>> Begin
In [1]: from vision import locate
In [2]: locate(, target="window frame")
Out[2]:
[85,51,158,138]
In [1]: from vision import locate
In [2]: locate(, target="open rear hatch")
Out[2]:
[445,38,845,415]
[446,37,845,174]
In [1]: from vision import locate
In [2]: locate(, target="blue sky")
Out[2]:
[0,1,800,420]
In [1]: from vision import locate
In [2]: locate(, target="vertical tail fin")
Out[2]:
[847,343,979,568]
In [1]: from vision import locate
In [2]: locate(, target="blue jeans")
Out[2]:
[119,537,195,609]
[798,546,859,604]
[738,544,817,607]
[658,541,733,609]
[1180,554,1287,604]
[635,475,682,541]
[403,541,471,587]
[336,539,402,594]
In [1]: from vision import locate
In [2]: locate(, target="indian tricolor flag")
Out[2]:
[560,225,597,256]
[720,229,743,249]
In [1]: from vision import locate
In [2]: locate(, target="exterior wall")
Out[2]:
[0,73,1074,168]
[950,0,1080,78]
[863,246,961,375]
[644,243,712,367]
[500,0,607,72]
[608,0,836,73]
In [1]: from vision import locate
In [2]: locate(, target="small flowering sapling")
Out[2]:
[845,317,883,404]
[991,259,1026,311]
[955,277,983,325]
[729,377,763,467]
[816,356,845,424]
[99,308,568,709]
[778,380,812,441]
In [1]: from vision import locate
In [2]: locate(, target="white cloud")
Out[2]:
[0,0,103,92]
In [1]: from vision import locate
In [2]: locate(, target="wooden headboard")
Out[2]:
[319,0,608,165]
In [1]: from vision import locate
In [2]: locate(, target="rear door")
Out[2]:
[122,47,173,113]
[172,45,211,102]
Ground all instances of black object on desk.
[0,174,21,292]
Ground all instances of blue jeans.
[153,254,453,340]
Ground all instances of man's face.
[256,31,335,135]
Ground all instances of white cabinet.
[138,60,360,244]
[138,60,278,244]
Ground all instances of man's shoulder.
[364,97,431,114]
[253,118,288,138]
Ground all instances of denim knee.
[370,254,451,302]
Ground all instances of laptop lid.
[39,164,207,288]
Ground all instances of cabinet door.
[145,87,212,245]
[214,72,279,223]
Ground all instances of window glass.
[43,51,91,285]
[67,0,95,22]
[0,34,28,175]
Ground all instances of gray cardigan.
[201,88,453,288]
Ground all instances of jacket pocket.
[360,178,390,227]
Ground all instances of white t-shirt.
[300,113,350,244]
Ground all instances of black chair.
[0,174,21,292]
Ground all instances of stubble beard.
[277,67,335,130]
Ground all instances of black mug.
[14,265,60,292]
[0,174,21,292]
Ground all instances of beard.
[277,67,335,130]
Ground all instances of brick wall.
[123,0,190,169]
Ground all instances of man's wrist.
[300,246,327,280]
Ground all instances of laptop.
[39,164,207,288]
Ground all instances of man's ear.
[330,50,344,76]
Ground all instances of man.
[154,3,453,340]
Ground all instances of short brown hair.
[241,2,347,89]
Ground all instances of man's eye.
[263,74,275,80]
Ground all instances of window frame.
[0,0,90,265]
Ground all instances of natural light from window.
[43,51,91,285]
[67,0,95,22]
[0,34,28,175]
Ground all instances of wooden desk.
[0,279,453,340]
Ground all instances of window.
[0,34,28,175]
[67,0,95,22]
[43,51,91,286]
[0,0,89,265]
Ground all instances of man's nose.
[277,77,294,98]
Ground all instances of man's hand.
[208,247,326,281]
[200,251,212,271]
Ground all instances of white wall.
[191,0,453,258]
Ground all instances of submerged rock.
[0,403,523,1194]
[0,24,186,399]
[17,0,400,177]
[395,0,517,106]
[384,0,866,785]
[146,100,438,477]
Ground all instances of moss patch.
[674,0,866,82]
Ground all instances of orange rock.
>> End
▶ **Given problem**
Convert every line of the records above into a numbered list, omitting any blank lines.

▶ **Solution to this problem**
1. In [1]: from vision import locate
2. In [2]: locate(, target="window frame")
3. Out[2]:
4. [85,51,158,138]
5. In [1]: from vision import locate
6. In [2]: locate(, target="open rear hatch")
7. Out[2]:
8. [445,38,845,415]
9. [446,37,845,174]
10. In [1]: from vision import locate
11. In [2]: locate(, target="blue sky")
12. Out[2]:
13. [0,1,800,420]
14. In [1]: from vision import locate
15. In [2]: locate(, target="vertical tail fin")
16. Out[2]:
17. [847,343,979,568]
18. In [1]: from vision import locate
19. In [2]: locate(, target="blue jeans")
20. Out[2]:
21. [119,537,195,609]
22. [798,546,859,604]
23. [738,544,817,607]
24. [658,541,733,609]
25. [1180,554,1287,604]
26. [635,475,682,541]
27. [403,541,471,587]
28. [336,539,402,594]
29. In [1]: from vision import locate
30. In [2]: locate(, target="indian tricolor flag")
31. Out[2]:
32. [560,225,597,256]
33. [720,229,743,249]
34. In [1]: from vision import locate
35. In [2]: locate(, target="exterior wall")
36. Out[2]:
37. [0,73,1074,168]
38. [950,0,1080,78]
39. [863,246,961,375]
40. [644,243,712,367]
41. [500,0,607,72]
42. [608,0,836,73]
43. In [1]: from vision import locate
44. In [2]: locate(, target="small flowering sapling")
45. Out[2]:
46. [845,317,883,404]
47. [991,259,1026,311]
48. [955,277,983,325]
49. [729,377,763,467]
50. [816,356,845,424]
51. [99,308,568,709]
52. [778,380,812,441]
53. In [1]: from vision import locate
54. In [2]: locate(, target="white cloud")
55. Out[2]:
56. [0,0,103,92]
57. In [1]: from vision import locate
58. In [2]: locate(, target="wooden headboard")
59. Out[2]:
60. [319,0,608,165]
61. In [1]: from vision import locate
62. In [2]: locate(, target="rear door")
63. Out[2]:
64. [122,47,173,113]
65. [172,45,211,102]
66. Ground all instances of black object on desk.
67. [0,174,21,292]
68. Ground all instances of blue jeans.
69. [153,254,453,340]
70. Ground all instances of man's face.
71. [256,31,335,135]
72. Ground all instances of white cabinet.
73. [138,60,360,244]
74. [138,60,278,244]
75. Ground all instances of man's shoulder.
76. [364,97,431,114]
77. [253,118,288,138]
78. Ground all instances of denim knee.
79. [370,254,451,302]
80. Ground all instances of laptop lid.
81. [39,164,207,288]
82. Ground all instances of cabinet door.
83. [145,87,212,245]
84. [214,72,279,223]
85. Ground all instances of window glass.
86. [43,51,91,285]
87. [67,0,95,22]
88. [0,34,28,175]
89. Ground all instances of gray cardigan.
90. [201,88,453,288]
91. Ground all instances of jacket pocket.
92. [360,178,390,227]
93. Ground all instances of white t-shirt.
94. [300,113,350,244]
95. Ground all instances of black chair.
96. [0,174,21,292]
97. Ground all instances of stubble beard.
98. [277,67,335,130]
99. Ground all instances of black mug.
100. [14,265,60,292]
101. [0,174,21,292]
102. Ground all instances of beard.
103. [277,67,335,130]
104. Ground all instances of brick wall.
105. [123,0,190,169]
106. Ground all instances of man's wrist.
107. [300,246,327,280]
108. Ground all instances of laptop.
109. [39,164,207,288]
110. Ground all instances of man's ear.
111. [330,50,344,76]
112. Ground all instances of man.
113. [154,3,453,340]
114. Ground all instances of short brown hair.
115. [241,2,347,89]
116. Ground all instances of man's eye.
117. [263,74,275,80]
118. Ground all instances of window frame.
119. [0,0,90,265]
120. Ground all instances of natural light from window.
121. [43,51,91,285]
122. [67,0,95,22]
123. [0,34,28,175]
124. Ground all instances of wooden desk.
125. [0,279,453,340]
126. Ground all instances of window.
127. [0,34,28,175]
128. [67,0,95,22]
129. [43,51,91,286]
130. [0,0,89,265]
131. Ground all instances of man's nose.
132. [277,77,294,98]
133. Ground all instances of man's hand.
134. [208,247,326,281]
135. [200,251,212,271]
136. Ground all instances of white wall.
137. [191,0,453,258]
138. Ground all instances of submerged rock.
139. [0,403,523,1194]
140. [0,24,186,399]
141. [17,0,400,177]
142. [395,0,517,106]
143. [384,0,866,785]
144. [146,100,438,477]
145. Ground all instances of moss patch.
146. [674,0,866,82]
147. Ground all instances of orange rock.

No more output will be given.